[Problem]:
Skip every line before the one containing "of the curb", then copy that line and the rest of the entries below exactly, through the last line.

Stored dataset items
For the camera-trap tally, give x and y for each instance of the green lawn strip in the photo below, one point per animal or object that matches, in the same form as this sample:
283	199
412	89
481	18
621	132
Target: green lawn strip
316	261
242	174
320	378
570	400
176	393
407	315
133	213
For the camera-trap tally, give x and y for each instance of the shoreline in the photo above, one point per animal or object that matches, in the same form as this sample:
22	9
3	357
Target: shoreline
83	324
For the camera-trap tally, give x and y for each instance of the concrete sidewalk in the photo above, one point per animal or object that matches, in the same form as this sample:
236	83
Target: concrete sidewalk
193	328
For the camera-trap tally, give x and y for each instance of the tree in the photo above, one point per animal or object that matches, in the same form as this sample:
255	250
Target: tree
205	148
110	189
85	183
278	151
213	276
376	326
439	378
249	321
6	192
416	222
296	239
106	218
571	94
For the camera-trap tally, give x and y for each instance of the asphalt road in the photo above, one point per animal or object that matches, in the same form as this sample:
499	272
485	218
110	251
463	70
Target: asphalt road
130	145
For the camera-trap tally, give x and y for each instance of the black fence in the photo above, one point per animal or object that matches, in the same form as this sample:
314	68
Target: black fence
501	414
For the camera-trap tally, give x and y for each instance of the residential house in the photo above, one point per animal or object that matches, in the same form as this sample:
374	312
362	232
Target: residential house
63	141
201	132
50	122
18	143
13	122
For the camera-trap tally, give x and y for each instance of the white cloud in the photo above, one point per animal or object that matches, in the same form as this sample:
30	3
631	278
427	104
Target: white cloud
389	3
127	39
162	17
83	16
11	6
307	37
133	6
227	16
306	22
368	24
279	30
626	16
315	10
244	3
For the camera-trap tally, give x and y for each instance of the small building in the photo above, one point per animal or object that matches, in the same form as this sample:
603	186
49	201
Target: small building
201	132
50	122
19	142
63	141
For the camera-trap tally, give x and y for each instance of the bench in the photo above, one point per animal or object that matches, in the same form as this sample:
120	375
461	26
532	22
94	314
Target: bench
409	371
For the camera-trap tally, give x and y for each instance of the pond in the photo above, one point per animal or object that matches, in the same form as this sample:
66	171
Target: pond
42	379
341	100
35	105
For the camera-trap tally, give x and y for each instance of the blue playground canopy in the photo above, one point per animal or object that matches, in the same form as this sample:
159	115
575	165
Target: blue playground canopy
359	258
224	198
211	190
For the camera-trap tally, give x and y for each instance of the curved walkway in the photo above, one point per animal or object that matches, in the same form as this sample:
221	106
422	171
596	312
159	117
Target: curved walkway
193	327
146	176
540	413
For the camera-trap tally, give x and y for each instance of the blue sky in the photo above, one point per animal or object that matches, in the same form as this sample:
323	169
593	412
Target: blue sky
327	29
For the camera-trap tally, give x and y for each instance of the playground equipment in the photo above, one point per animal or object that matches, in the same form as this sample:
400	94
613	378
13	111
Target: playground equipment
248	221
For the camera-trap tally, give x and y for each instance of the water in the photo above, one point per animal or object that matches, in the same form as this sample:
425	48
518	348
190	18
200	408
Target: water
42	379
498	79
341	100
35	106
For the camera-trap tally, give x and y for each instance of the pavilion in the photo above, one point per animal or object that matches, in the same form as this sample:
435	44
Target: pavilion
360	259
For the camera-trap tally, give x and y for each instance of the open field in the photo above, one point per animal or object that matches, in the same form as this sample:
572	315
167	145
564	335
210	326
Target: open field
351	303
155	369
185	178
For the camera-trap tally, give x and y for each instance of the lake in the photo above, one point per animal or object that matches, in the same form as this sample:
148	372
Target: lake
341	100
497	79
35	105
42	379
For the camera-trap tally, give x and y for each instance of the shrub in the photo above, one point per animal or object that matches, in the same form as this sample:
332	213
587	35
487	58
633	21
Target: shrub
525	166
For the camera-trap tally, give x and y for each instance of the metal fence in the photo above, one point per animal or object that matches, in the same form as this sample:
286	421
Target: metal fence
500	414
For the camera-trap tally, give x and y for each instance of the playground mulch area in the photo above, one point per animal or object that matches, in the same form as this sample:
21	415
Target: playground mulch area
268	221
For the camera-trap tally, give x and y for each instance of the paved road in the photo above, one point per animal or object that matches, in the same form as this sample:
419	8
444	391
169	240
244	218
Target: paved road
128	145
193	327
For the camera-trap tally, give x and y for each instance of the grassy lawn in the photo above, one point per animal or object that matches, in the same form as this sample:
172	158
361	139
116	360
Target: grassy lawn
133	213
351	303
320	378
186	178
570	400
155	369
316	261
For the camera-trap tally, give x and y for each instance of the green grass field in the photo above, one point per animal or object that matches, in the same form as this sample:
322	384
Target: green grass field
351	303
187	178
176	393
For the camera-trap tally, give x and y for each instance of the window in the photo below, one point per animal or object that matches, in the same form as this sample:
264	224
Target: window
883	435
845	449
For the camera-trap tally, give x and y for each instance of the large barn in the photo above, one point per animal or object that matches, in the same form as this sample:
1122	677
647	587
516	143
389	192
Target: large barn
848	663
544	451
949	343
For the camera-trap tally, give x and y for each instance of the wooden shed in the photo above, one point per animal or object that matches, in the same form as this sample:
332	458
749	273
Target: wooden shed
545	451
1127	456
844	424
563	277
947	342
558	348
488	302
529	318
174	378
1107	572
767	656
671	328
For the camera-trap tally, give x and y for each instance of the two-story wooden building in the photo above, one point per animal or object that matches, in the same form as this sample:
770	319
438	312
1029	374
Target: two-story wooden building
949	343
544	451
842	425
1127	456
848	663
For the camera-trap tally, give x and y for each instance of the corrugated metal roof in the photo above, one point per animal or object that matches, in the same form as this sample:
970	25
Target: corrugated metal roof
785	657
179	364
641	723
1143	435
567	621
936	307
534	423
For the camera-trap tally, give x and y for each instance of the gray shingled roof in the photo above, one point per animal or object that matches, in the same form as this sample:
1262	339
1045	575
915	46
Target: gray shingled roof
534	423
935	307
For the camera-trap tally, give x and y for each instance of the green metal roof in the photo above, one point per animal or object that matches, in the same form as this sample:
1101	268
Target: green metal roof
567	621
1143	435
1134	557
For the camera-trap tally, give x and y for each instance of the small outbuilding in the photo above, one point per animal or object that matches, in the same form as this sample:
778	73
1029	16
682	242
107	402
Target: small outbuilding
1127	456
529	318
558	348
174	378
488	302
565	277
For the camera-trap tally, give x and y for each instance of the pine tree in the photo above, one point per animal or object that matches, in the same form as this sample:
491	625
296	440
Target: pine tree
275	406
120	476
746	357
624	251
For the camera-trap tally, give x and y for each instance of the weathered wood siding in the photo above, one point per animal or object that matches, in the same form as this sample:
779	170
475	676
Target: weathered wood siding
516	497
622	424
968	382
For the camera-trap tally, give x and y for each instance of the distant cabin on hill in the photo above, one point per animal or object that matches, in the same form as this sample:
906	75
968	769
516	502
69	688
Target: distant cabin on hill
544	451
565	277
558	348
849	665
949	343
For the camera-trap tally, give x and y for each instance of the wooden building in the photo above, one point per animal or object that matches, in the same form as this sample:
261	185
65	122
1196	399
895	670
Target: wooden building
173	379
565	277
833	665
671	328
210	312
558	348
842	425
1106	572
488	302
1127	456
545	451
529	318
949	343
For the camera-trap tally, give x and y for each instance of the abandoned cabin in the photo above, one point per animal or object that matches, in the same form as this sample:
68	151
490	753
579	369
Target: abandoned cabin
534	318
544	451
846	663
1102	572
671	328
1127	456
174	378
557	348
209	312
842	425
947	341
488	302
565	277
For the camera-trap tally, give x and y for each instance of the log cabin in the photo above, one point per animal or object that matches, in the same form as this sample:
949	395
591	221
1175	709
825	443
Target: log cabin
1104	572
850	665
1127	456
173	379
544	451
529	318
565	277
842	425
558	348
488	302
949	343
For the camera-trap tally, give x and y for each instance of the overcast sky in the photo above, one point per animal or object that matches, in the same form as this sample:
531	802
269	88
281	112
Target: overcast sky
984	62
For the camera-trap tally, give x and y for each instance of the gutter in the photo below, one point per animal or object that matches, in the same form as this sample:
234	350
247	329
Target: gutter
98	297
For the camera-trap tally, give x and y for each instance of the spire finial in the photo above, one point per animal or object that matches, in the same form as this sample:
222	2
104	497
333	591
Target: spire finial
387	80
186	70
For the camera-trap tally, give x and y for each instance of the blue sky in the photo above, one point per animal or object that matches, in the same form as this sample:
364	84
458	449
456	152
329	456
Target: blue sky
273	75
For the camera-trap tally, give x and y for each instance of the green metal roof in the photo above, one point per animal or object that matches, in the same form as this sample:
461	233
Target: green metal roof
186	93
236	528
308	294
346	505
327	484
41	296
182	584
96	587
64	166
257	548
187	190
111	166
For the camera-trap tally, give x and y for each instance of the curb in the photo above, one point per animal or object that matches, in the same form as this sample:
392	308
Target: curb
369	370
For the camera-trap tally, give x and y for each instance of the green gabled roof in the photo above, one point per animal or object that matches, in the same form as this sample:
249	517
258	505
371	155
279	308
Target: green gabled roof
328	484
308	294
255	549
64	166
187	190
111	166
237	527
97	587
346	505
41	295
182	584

[Exercise output]:
For the camera-trap tally, give x and y for each instance of the curb in the photo above, one point per animal or object that matches, in the same form as this sample:
392	308
Target: curb
369	370
For the camera-trap tally, give x and y for each instance of the green gabled roof in the photo above, one point per animal or object that matches, in the same form as this sample:
249	517
258	505
371	155
279	308
Target: green gabled roof
328	484
308	294
255	549
64	166
187	190
111	166
237	527
97	587
346	505
41	295
182	584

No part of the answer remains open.